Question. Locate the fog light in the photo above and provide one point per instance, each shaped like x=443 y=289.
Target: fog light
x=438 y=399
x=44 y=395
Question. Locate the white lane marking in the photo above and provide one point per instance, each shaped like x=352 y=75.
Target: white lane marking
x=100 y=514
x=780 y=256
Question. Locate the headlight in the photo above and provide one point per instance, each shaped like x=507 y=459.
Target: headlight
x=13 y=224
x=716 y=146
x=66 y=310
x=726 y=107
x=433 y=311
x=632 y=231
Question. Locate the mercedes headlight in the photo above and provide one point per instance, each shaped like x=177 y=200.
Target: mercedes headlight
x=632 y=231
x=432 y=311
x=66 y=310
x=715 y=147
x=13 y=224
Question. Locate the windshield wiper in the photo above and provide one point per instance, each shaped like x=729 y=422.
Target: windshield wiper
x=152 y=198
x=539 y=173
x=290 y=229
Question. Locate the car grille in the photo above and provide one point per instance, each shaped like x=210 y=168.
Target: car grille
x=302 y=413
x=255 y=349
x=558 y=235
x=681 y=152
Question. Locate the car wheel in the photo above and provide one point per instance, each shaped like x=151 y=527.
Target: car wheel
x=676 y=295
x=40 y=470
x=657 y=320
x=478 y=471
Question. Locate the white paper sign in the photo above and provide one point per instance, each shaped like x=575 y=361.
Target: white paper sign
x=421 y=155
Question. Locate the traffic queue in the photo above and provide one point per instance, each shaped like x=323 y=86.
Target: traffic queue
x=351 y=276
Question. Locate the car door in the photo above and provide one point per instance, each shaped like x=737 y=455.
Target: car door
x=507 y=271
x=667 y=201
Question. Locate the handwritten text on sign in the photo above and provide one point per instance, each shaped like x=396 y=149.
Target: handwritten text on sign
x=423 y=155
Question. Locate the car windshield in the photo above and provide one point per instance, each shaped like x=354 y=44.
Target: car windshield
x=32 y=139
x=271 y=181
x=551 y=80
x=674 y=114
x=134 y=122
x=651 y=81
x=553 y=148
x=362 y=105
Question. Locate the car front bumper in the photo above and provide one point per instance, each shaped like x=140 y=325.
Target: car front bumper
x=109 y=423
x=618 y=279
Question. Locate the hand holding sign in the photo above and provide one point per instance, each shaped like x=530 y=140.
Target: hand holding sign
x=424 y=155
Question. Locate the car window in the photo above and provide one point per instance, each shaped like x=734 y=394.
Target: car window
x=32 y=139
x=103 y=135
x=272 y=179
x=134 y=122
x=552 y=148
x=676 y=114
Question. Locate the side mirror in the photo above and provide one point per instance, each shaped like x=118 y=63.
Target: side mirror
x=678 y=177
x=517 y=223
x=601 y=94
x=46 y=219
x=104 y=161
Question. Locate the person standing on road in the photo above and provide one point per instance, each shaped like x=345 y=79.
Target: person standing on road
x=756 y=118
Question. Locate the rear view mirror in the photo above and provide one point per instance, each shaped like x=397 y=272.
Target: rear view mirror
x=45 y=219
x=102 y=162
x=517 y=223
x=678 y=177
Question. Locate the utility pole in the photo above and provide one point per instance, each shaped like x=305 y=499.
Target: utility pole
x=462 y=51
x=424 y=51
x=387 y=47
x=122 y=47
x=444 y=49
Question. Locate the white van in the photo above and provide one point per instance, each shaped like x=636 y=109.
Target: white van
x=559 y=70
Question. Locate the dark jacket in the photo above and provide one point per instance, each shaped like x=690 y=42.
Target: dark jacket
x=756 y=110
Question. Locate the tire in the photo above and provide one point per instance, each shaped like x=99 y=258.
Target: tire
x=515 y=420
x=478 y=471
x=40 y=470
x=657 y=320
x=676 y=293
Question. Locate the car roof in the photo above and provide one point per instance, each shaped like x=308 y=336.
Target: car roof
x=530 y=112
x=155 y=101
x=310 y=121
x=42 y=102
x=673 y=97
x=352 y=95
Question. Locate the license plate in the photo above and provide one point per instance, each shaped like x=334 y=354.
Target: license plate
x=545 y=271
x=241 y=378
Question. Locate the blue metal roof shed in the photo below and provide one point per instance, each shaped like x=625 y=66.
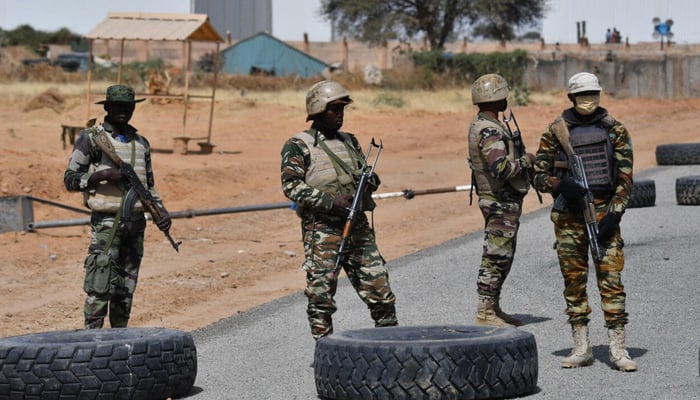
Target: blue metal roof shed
x=263 y=53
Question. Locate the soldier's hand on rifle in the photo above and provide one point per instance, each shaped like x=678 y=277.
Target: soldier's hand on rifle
x=109 y=175
x=373 y=182
x=573 y=194
x=342 y=204
x=532 y=159
x=607 y=227
x=165 y=223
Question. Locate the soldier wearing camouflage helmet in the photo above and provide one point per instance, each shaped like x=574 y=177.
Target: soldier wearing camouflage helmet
x=499 y=175
x=605 y=148
x=116 y=244
x=319 y=173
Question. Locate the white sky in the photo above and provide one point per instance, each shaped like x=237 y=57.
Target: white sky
x=290 y=18
x=631 y=17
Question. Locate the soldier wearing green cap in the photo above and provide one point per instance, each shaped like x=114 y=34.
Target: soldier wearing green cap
x=117 y=231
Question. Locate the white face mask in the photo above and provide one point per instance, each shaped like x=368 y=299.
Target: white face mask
x=587 y=104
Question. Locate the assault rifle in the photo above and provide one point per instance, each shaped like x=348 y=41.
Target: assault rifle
x=367 y=171
x=520 y=145
x=136 y=189
x=578 y=175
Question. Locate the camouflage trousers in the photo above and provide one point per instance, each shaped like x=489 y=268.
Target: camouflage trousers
x=573 y=252
x=501 y=224
x=363 y=265
x=126 y=251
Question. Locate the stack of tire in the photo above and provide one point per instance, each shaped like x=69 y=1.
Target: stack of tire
x=119 y=363
x=438 y=362
x=687 y=187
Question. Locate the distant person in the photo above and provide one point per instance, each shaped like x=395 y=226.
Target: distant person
x=116 y=244
x=500 y=176
x=615 y=38
x=605 y=147
x=320 y=170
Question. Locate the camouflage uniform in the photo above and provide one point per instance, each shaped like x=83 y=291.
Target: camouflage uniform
x=570 y=229
x=498 y=170
x=321 y=232
x=126 y=250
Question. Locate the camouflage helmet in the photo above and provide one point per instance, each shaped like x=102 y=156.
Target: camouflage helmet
x=583 y=82
x=488 y=88
x=323 y=93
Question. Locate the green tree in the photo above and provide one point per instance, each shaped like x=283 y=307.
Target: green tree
x=498 y=19
x=435 y=20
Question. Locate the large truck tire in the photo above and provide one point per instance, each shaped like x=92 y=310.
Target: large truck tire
x=678 y=154
x=426 y=362
x=118 y=363
x=688 y=190
x=643 y=193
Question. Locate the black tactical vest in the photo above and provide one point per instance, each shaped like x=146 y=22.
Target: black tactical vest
x=592 y=143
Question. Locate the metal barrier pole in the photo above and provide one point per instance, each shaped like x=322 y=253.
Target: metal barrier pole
x=407 y=193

**Problem description**
Can you write out again the lines from the line with "Question. Locate the car windshield" to the line with "x=618 y=279", both included, shifting every answer coordinate up by 134?

**Expected answer**
Question. Locate the car windshield in the photo above and provide one point per instance, each shaped like x=354 y=44.
Target: car windshield
x=166 y=273
x=405 y=315
x=685 y=214
x=808 y=248
x=268 y=256
x=785 y=215
x=687 y=282
x=496 y=239
Question. Locate the car front bumper in the photo above and provide one point per instance, each shaped like x=140 y=325.
Target: car front bumper
x=243 y=557
x=752 y=413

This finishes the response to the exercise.